** WORK INSTRUCTIONS **
a) Please reproduce the passage from the dietary fat text word for word, starting at "Fat is an essential" and ending at "coming from saturated fat.".
b) According to the dietary fat text, which foods are great sources of omega-3?

** TEXT EXCERPT **
Fat is an essential part of our diet and is crucial for nutrient absorption, hormone production, maintenance of hormone function and protection against cardiovascular disease. Fats are broken down into saturated fat, unsaturated fat and trans fat. Is all fat equal? What types of fat should we be consuming? Let's discuss!
- Saturated Fat. Saturated fat is primarily found in animal products and highly processed foods e.g. butter, cheese, cakes, fried food and fast food. Saturated fat is linked to an increased risk of heart disease. We recommend no more than 10% of your daily calories coming from saturated fat.
- Unsaturated Fat. Unsaturated fats are primarily found in plant or fish sources. They can be broken down further into monounsaturated and polyunsaturated. Monounsaturated includes olive oil, nuts and avocado. Polyunsaturated fat is your omega-3 and omega-6 which includes fish and vegetable oils. Omega-3 and Omega-6 are essential fats that must be consumed as they cannot be made by the body. When we look at the western diet, omega-6 deficiency is very rare as it is found in many of our foods whereas omega-3 is less commonly consumed. Therefore omega-3 should be prioritised in our diet to avoid deficiency. Fish, chia seeds and flaxseeds are great sources of omega-3.
- Trans Fat. Trans fats can be found naturally but also occur when hydrogen is added to an unsaturated fat which makes it become solid at room temperature. It is essentially a ‘man-made’ fat which should be avoided in our diet. Trans fats increase the ‘bad’ LDL cholesterol in our blood while decreasing the ‘good’ HDL cholesterol which drastically increases risk of heart disease.
The bottom line. Fat is essential for optimal health and the type of fat does matter. When working with clients we always ensure fats are set at a level that allows for optimum hormonal health. This is crucial, particularly when in a calorie deficit. Aim for the majority of your daily fat to come from unsaturated fat and no more than 10% from saturated fat.

** SUPPLIED MATERIAL **
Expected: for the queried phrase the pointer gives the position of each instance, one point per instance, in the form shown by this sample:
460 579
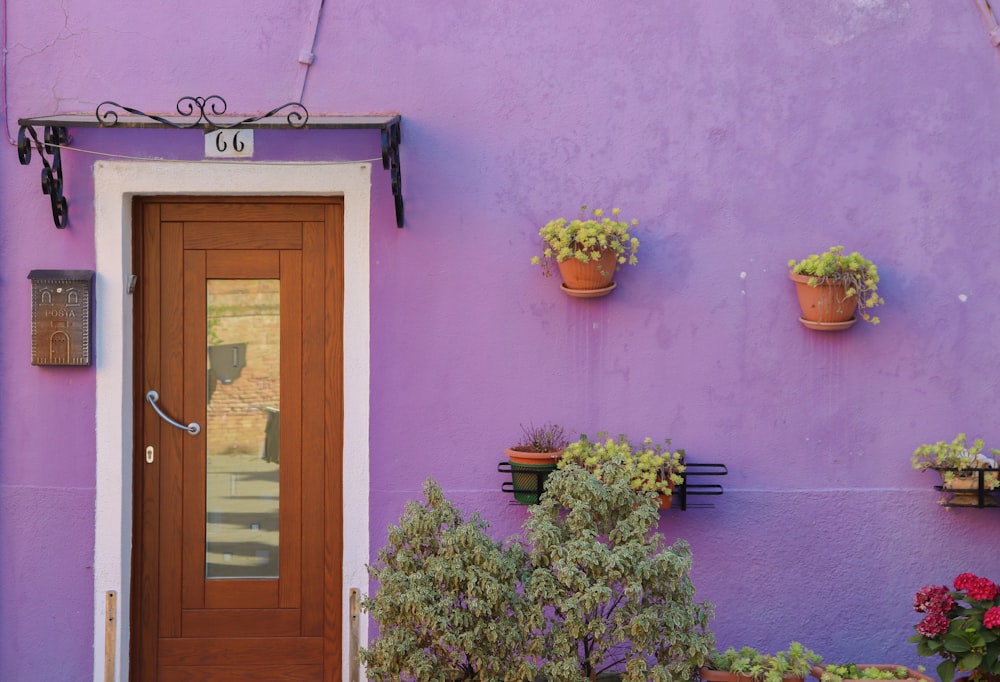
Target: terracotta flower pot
667 500
963 487
912 675
528 471
825 307
590 279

** ANSWERS FOR THE EXERCISE **
a)
Fat is an essential part of our diet and is crucial for nutrient absorption, hormone production, maintenance of hormone function and protection against cardiovascular disease. Fats are broken down into saturated fat, unsaturated fat and trans fat. Is all fat equal? What types of fat should we be consuming? Let's discuss!
- Saturated Fat. Saturated fat is primarily found in animal products and highly processed foods e.g. butter, cheese, cakes, fried food and fast food. Saturated fat is linked to an increased risk of heart disease. We recommend no more than 10% of your daily calories coming from saturated fat.

b) Fish, chia seeds and flaxseeds.